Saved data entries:
################
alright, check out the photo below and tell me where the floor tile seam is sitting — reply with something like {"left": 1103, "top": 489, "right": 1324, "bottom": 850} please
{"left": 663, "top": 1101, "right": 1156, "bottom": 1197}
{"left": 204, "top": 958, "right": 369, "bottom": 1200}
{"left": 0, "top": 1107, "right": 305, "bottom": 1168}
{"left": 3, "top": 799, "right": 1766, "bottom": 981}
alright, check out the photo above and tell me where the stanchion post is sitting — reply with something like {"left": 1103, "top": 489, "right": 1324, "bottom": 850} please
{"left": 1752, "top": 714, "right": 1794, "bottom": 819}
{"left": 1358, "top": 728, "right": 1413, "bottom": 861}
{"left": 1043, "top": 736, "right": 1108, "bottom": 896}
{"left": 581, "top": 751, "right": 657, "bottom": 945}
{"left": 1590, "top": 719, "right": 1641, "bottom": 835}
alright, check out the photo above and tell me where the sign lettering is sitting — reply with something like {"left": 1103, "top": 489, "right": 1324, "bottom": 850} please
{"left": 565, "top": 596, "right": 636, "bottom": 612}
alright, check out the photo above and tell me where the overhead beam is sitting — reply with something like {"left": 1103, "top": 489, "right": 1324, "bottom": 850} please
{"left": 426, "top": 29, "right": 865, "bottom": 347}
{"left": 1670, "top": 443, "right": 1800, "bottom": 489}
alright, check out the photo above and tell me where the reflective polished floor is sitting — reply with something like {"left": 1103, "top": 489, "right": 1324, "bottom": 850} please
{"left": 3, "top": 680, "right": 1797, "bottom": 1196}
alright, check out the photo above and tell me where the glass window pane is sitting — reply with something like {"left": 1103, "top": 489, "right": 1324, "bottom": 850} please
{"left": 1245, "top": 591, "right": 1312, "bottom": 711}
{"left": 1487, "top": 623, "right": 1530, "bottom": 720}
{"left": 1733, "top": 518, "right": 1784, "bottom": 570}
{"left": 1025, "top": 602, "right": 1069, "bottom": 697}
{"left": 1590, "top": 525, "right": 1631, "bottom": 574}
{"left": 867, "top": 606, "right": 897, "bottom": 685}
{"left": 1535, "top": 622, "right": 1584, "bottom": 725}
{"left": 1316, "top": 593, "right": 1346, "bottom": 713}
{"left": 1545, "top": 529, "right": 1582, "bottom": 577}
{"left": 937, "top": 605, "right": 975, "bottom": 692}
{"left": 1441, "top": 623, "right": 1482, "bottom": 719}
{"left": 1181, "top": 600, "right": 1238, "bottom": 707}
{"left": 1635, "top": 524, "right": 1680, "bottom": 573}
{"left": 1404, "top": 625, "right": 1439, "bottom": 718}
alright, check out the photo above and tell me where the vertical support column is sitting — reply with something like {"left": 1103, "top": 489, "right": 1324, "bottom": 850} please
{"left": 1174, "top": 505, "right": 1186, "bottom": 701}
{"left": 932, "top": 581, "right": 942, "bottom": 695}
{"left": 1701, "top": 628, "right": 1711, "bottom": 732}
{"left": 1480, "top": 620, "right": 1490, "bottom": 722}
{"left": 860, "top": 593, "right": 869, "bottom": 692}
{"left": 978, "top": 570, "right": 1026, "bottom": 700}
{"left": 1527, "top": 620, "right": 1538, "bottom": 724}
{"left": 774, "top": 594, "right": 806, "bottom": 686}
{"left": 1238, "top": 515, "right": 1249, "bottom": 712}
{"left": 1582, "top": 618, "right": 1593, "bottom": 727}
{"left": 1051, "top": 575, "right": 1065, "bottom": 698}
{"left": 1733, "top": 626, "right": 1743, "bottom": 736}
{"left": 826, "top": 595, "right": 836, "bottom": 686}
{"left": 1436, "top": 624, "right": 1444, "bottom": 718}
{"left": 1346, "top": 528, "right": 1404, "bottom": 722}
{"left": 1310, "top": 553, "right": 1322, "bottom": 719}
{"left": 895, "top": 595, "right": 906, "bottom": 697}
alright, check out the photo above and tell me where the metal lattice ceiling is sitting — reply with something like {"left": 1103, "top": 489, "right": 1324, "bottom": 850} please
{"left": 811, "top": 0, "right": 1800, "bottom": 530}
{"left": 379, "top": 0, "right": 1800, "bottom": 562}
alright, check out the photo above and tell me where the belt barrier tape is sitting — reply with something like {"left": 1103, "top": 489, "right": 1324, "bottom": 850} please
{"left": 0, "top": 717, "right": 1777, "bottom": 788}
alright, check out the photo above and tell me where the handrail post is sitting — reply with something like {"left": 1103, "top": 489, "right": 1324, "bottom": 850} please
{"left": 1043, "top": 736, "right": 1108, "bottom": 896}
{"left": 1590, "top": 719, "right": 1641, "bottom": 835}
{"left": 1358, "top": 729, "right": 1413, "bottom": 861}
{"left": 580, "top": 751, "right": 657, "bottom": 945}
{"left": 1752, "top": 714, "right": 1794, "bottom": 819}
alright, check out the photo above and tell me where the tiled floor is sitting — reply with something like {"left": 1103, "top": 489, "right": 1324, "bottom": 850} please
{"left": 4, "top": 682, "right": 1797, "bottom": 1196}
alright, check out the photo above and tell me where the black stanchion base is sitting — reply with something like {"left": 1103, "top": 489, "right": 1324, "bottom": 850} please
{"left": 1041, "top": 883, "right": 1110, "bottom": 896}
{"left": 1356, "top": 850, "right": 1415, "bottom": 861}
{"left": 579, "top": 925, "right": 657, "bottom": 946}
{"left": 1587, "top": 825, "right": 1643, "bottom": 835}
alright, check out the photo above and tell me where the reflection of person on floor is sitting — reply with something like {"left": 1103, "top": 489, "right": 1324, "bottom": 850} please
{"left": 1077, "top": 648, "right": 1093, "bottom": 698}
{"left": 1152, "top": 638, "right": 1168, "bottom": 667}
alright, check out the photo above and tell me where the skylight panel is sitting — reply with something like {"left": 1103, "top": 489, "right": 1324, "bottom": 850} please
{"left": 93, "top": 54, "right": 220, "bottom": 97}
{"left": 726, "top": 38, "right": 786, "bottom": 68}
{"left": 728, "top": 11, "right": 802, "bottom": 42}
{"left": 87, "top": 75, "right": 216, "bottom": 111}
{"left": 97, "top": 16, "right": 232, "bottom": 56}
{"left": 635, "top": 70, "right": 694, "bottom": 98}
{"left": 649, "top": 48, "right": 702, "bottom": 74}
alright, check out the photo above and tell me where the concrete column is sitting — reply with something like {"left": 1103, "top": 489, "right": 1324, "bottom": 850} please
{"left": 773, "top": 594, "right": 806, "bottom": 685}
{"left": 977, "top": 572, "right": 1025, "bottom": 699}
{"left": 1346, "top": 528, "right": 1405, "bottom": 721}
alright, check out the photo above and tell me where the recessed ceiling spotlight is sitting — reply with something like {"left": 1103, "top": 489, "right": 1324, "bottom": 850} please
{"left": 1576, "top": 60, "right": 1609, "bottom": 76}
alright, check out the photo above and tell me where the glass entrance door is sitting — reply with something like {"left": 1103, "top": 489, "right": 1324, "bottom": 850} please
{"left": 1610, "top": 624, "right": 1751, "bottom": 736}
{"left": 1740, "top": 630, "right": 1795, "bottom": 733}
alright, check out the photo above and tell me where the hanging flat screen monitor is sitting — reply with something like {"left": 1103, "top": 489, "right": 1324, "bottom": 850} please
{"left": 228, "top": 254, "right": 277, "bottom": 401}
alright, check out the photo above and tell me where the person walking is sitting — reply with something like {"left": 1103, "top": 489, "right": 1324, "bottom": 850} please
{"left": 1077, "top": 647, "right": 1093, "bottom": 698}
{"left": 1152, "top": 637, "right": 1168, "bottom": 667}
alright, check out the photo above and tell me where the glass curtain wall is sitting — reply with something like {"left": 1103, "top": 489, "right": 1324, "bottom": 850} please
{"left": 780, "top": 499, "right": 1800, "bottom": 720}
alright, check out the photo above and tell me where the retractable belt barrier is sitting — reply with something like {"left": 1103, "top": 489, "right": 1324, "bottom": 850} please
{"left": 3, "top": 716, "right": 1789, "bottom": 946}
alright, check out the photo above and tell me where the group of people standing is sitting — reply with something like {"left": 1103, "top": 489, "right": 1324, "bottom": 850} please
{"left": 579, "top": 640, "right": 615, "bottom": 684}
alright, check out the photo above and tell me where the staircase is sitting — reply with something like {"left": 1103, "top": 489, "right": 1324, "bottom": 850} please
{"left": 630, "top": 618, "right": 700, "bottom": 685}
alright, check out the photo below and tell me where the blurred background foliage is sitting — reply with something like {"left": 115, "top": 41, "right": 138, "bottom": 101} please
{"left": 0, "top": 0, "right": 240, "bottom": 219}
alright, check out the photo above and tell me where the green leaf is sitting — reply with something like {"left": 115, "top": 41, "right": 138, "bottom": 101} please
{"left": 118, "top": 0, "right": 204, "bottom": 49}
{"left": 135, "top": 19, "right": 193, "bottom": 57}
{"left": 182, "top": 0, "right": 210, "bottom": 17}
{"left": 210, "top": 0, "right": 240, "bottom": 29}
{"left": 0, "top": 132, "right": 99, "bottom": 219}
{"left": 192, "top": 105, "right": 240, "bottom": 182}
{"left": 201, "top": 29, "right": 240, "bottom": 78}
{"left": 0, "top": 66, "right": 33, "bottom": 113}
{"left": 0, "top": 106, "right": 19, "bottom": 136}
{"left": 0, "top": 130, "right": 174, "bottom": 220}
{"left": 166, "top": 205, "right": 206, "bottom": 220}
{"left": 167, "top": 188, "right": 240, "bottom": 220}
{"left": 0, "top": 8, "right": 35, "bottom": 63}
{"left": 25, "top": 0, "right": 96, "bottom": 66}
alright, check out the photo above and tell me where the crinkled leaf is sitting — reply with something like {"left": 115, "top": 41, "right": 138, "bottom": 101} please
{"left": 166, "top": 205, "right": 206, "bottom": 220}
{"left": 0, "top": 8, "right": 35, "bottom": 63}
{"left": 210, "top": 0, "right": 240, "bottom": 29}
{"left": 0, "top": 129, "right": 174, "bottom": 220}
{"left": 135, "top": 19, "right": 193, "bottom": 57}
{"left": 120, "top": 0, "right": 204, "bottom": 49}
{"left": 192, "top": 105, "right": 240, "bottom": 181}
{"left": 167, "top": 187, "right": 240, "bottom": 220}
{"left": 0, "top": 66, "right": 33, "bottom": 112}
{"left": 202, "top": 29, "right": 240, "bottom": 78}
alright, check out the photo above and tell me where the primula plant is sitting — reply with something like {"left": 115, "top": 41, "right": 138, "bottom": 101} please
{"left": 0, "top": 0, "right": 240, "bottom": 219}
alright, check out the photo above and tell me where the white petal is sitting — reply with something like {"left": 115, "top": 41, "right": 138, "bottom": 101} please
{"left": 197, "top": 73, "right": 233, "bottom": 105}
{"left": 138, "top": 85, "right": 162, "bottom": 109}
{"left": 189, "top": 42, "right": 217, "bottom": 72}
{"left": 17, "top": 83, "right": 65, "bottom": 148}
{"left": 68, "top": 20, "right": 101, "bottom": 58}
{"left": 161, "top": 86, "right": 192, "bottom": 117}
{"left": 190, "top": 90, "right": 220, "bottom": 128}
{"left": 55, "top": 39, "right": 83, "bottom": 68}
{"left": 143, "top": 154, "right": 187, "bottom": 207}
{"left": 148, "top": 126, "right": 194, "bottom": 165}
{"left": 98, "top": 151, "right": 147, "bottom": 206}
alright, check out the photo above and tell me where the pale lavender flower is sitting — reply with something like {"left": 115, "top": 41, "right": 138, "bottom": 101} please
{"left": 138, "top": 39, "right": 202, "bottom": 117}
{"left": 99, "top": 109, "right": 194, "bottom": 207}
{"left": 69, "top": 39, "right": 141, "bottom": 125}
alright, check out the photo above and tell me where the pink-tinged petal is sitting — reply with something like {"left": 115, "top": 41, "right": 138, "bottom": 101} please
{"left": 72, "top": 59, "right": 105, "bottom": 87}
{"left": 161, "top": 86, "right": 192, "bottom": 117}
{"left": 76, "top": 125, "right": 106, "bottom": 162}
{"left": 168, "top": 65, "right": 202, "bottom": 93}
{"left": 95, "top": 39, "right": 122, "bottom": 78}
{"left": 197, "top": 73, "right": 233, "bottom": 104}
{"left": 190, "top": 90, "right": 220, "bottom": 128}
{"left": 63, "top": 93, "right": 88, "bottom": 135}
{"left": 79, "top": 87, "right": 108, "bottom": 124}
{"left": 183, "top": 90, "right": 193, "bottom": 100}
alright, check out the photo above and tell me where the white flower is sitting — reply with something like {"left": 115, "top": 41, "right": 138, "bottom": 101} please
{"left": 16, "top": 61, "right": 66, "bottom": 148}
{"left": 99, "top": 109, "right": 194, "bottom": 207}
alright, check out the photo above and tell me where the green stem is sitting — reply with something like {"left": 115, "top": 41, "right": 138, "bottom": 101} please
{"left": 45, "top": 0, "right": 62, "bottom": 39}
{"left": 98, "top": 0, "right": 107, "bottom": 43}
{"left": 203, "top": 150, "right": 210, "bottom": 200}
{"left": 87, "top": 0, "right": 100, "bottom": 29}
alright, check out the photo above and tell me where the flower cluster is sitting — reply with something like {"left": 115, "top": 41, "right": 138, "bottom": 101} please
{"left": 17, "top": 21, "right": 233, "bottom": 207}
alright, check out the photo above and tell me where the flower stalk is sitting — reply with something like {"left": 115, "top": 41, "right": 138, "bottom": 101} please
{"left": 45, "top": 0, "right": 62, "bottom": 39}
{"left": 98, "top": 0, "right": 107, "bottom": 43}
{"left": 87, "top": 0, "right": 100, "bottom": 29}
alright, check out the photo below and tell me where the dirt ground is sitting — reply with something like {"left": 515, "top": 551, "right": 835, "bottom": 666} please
################
Problem requirements
Nothing but the lines from the one with "the green stem" through the last line of the entries should be repeated, and those exactly.

Output of the task
alright, check out the photo above and tell me where the green stem is sitting — reply with something like {"left": 115, "top": 41, "right": 138, "bottom": 101} please
{"left": 45, "top": 0, "right": 62, "bottom": 39}
{"left": 98, "top": 0, "right": 107, "bottom": 43}
{"left": 203, "top": 150, "right": 210, "bottom": 200}
{"left": 87, "top": 0, "right": 100, "bottom": 29}
alright, check out the photo above and tell me where the flower cluster is sitting — reply with something like {"left": 115, "top": 41, "right": 138, "bottom": 101} please
{"left": 17, "top": 21, "right": 233, "bottom": 207}
alright, check out the photo above and tell me where the flower stalk is sitting — reply with something like {"left": 115, "top": 41, "right": 138, "bottom": 101} please
{"left": 45, "top": 0, "right": 62, "bottom": 39}
{"left": 98, "top": 0, "right": 107, "bottom": 43}
{"left": 87, "top": 0, "right": 100, "bottom": 29}
alright, check out the photo below and tell me where the dirt ground is sitting — reply with something like {"left": 515, "top": 551, "right": 835, "bottom": 666} please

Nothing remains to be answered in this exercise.